Interview // Kooperation VSF und Bico - Teil II
Jeder Händler hat Schulungsbedarf
Teil 1 des Interviews finden Sie hier.
Ein weiterer Aspekt der Zusammenarbeit ist die politische Arbeit. Der vivavelo-Kongress war schon ein erster Aufschlag. Was ist da weiter geplant?
Wöll: Die Kooperation in diesem Bereich gibt es bereits seit vielen Jahren. Sie ist nun verstärkt worden und vor allem wird sie jetzt öffentlich. Wir haben schon immer die Vertretung des Fachhandels übernommen und haben uns damals immer mal wieder erlaubt, für die ganze Branche zu sprechen. Das machen wir nicht mehr. Wir sind ein Fachhandelsverband. Wir wollen genau diesen vertreten, und wenn wir nun mit der Stimme von weit über 1000 Händler sprechen können, dann ist das etwas komplett anderes, als von 250 Händlern zu sprechen. Im Hintergrund machen wir bereits Umfragen gemeinsam mit den Bico-Händlern und erörtern zusammen politische Themen. Das wird auch der nächste Schritt sein: Was ist denn politisch gewollt in den Verbänden? Welche Unterstützung sucht der Fachhandel? Diese Interessen wollen wir im Bund, gegenüber den Ländern, den Städten und Kommunen vertreten. Als Allererstes haben wir die Grundlagen geschaffen, die inhaltliche Arbeit muss jetzt folgen.
"Auch die besten Händler unter uns, und gerade die, haben sicher nichts dagegen, noch besser zu werden."
Jörg Müsse
Die Weiterbildung und Schulung der Händlerschaft und ihrer Mitarbeiter erfährt derzeit viel Aufmerksamkeit. Wie ist der aktuelle Stand in dieser Hinsicht? Sind die Händler schon gut oder ist es eine Großbaustelle?
Müsse: Meine Einschätzung ist ganz klar, dass ein ganz großer Teil der Fachhändler, die sich im VSF und in der Bico organisiert haben, als die qualifiziertesten zwei Händlergruppen gelten. Ich weiß, dass dies von großen Streckenlieferanten überprüft wurde. Es gibt Panels und Studien dazu. Trotzdem sind wir noch lange nicht am Ende. In Schulnoten geht das von bestenfalls 1- und 2+ bis zur 3-. In jedem Fall ist genug Entwicklungspotential da. Auch die besten Händler unter uns, und gerade die, haben sicher nichts dagegen, noch besser zu werden.
"So individuell die Händler sind, so individuell ist auch ihr Fortbildungsbedarf."
▬▬▬
(AUFGABENSTELLUNG):
Kopieren Sie aus dem Interview zur Kooperation von VSF und Bico wortgetreu den Abschnitt von „Interview // Kooperation“ bis einschließlich „da weiter geplant?“. Das Material spielt hierfür keine Rolle.

[Gespeicherte Datensatzeinträge]
▬▬▬
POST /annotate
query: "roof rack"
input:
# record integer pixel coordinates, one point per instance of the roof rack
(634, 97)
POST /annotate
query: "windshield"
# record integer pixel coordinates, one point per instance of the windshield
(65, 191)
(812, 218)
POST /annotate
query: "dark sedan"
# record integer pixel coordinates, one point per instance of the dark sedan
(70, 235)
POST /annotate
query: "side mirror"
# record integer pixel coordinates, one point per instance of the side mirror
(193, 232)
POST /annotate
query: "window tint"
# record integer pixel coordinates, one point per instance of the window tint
▬▬▬
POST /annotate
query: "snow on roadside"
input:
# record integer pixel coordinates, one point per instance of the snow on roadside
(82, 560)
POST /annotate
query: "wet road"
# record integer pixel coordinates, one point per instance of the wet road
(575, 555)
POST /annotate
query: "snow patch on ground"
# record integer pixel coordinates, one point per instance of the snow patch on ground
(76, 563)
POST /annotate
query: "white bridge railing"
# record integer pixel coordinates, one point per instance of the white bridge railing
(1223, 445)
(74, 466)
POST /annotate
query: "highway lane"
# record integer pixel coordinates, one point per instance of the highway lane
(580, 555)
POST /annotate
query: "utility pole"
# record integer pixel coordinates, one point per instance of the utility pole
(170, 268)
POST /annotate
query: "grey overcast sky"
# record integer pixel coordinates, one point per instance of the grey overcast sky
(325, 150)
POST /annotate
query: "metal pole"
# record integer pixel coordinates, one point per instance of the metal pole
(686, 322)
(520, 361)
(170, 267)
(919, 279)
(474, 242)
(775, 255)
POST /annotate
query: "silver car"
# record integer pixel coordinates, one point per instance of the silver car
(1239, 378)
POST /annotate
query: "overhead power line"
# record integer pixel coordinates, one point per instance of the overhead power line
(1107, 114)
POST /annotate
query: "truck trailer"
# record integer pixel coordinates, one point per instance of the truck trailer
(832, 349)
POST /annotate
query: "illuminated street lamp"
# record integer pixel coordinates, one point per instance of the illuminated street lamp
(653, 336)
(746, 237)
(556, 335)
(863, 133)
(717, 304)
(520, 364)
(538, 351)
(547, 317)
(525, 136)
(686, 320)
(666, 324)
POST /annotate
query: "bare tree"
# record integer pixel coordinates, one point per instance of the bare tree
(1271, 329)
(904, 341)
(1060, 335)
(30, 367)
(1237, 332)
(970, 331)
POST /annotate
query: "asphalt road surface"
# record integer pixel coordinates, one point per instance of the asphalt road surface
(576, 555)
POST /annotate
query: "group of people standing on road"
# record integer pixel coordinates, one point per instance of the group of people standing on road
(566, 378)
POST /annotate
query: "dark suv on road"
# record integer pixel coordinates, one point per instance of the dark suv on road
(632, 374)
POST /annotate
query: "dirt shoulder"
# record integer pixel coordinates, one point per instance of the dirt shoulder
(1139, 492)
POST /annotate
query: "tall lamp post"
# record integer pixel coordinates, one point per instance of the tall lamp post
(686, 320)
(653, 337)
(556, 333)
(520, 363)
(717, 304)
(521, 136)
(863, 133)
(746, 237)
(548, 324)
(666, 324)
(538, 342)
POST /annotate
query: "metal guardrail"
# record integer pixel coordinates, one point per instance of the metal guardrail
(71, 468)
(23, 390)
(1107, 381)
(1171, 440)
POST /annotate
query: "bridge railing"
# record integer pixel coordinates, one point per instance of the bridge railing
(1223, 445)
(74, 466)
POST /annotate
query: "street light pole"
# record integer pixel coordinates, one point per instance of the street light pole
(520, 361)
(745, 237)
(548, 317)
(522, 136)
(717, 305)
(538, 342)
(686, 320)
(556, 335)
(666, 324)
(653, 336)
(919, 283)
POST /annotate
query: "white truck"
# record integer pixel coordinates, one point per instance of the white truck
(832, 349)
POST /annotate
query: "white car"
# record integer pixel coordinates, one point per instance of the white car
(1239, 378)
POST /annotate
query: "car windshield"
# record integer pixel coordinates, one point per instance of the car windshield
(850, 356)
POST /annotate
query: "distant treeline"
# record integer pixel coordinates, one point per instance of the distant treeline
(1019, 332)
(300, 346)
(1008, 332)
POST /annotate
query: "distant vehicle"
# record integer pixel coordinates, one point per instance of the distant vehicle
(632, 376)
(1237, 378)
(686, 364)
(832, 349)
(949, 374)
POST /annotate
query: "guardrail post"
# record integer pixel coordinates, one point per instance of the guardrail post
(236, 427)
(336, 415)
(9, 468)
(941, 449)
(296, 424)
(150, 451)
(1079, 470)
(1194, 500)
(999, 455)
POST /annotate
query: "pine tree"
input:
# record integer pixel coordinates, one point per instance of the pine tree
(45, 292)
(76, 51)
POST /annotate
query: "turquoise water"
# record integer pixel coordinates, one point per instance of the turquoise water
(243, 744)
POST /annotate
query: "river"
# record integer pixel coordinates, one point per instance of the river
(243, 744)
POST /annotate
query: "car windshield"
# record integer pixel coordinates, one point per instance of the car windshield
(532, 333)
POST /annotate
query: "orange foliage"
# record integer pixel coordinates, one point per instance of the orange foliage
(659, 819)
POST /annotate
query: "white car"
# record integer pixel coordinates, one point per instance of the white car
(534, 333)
▬▬▬
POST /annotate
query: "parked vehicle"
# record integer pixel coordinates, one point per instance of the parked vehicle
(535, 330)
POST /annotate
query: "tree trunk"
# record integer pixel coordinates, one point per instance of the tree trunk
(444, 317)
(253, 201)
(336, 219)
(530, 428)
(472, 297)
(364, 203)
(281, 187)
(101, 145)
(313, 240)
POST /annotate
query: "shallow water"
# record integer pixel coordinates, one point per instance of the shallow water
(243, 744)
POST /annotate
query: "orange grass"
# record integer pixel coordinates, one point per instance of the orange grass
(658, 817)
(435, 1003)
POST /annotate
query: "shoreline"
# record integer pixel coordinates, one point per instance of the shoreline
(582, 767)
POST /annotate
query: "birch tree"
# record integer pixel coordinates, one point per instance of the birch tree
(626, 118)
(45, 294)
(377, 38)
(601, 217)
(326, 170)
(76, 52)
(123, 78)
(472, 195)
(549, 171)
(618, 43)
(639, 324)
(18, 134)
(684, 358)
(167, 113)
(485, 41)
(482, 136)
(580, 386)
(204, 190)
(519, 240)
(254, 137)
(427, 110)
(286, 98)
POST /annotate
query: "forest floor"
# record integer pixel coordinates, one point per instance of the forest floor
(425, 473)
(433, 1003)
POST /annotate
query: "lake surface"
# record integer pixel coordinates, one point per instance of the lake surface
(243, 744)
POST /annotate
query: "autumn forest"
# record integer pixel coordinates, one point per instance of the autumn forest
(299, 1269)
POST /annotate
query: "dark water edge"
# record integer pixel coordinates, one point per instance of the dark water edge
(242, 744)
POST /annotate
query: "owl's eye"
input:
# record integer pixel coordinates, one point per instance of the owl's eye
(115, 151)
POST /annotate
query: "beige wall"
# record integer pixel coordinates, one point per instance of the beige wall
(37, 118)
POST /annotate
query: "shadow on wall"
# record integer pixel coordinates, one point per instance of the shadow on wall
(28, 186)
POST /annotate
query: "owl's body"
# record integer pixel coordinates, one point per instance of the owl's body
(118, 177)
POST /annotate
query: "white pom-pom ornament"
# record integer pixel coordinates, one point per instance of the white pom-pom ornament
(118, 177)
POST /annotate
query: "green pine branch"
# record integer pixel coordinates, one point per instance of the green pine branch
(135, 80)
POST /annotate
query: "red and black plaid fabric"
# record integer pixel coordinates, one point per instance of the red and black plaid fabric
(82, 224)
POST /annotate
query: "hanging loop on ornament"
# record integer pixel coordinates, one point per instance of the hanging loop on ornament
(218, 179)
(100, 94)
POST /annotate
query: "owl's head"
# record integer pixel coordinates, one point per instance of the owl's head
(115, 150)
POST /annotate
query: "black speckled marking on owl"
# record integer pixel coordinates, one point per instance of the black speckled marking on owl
▬▬▬
(ANTWORT UNTEN):
Interview // Kooperation VSF und Bico - Teil II
Jeder Händler hat Schulungsbedarf
Teil 1 des Interviews finden Sie hier.
Ein weiterer Aspekt der Zusammenarbeit ist die politische Arbeit. Der vivavelo-Kongress war schon ein erster Aufschlag. Was ist da weiter geplant?